*Reading text*.
%%

Photo by RapidEye, Courtesy of iStock Photo

You make decisions all day long, from when you rise until drifting off to sleep at night. And even then, you may wrestle with problems while dreaming and pulling information from your subconscious to help out.

Most of the time, the daily decisions go on automatically. However, the big ones that have a more significant impact are the ones that grab your attention and hold it until you finally decide to take a leap and commit to something.

Sometimes this process doesn’t go easily because of anxiety, fear, or too many choices that circulate in your mind and keep you in limbo. Yet, you still have to decide. So how do you get over that hump?

Today I’m giving you some guidelines to help smooth out the process. But first, let’s talk a little about your brain.

A Little Background

Before you get into the actual decision-making process, it helps to understand how your brain works and what conditions are most conducive to helping it function well.

Your brain has a limited capacity.

I was making celery juice this morning, and as I watched the juicer working on the celery, it likened it to how the brain works when we fill it up. It can only process so much celery at a time, and if you try to jam more in, it gets stuck. If you cut the celery into small pieces and feed them in at a slow pace, it processes everything well, and the motor keeps churning smoothly without a hitch. But if you add pieces that are too large or fill the feed with too much at once, it stops working.

Your brain is the same way. You can overload it and bring it to a screeching halt.

%%

(Dataset rows showing where objects appear)
%%

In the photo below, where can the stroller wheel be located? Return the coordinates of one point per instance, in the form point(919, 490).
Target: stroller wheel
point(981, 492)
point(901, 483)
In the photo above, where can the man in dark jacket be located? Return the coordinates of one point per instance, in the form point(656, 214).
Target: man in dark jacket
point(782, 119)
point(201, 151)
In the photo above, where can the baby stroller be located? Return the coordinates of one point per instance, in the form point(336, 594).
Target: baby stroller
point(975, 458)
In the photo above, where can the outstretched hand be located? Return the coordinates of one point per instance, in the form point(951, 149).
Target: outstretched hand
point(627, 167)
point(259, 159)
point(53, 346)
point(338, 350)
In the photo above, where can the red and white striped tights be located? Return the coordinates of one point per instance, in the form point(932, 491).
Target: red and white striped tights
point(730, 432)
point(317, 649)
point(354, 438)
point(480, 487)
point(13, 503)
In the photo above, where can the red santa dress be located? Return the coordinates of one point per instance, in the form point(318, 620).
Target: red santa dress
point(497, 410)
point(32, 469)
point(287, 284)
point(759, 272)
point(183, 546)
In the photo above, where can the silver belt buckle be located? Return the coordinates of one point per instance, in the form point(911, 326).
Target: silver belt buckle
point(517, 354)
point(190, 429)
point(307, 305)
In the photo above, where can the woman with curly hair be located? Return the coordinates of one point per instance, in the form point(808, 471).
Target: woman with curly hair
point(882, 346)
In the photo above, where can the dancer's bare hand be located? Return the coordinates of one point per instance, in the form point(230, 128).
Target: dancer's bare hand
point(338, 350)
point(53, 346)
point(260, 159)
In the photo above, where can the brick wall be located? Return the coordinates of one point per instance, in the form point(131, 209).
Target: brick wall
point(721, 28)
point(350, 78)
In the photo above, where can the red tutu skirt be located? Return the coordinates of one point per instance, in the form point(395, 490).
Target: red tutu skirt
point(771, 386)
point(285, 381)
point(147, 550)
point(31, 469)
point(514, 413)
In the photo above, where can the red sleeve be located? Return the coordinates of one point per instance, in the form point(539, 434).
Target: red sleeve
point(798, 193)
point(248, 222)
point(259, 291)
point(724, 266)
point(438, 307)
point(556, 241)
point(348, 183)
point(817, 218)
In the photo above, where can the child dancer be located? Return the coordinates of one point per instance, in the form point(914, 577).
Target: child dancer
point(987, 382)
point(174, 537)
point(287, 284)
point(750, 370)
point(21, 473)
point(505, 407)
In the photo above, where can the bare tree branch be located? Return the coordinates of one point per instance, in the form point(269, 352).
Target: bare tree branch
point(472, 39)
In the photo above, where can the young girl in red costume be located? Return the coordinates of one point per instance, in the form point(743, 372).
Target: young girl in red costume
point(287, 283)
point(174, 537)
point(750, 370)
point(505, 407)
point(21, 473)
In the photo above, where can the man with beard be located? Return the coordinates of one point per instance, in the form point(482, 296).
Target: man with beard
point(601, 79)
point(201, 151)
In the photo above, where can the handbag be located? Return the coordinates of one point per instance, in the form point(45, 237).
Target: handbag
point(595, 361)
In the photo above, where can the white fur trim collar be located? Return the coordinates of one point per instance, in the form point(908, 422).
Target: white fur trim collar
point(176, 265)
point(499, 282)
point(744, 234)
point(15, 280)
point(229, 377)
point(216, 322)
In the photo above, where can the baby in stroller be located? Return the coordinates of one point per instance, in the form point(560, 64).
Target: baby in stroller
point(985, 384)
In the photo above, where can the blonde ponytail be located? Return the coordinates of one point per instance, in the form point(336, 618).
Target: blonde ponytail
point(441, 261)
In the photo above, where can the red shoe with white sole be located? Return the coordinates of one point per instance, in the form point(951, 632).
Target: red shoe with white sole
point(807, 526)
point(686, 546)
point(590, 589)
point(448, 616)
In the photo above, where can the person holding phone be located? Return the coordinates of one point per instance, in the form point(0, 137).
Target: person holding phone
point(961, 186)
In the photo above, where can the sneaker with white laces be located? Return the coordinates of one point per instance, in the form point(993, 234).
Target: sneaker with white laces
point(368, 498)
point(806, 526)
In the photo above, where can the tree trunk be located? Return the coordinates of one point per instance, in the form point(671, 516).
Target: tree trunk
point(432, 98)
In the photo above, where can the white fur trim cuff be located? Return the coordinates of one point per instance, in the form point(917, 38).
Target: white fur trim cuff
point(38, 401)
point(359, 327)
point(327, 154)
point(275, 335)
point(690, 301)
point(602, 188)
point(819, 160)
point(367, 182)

%%

*Exercise task 1*. Rewrite the decision-making passage from "Before you get" up to and including "a screeching halt.", changing "celery" to "carrot".
*Exercise task 2*. Please list every cause the decision-making passage gives for the process not going easily.

*Final answer 1*.
Before you get into the actual decision-making process, it helps to understand how your brain works and what conditions are most conducive to helping it function well.

Your brain has a limited capacity.

I was making carrot juice this morning, and as I watched the juicer working on the carrot, it likened it to how the brain works when we fill it up. It can only process so much carrot at a time, and if you try to jam more in, it gets stuck. If you cut the carrot into small pieces and feed them in at a slow pace, it processes everything well, and the motor keeps churning smoothly without a hitch. But if you add pieces that are too large or fill the feed with too much at once, it stops working.

Your brain is the same way. You can overload it and bring it to a screeching halt.

*Final answer 2*.
- anxiety
- fear
- too many choices that circulate in your mind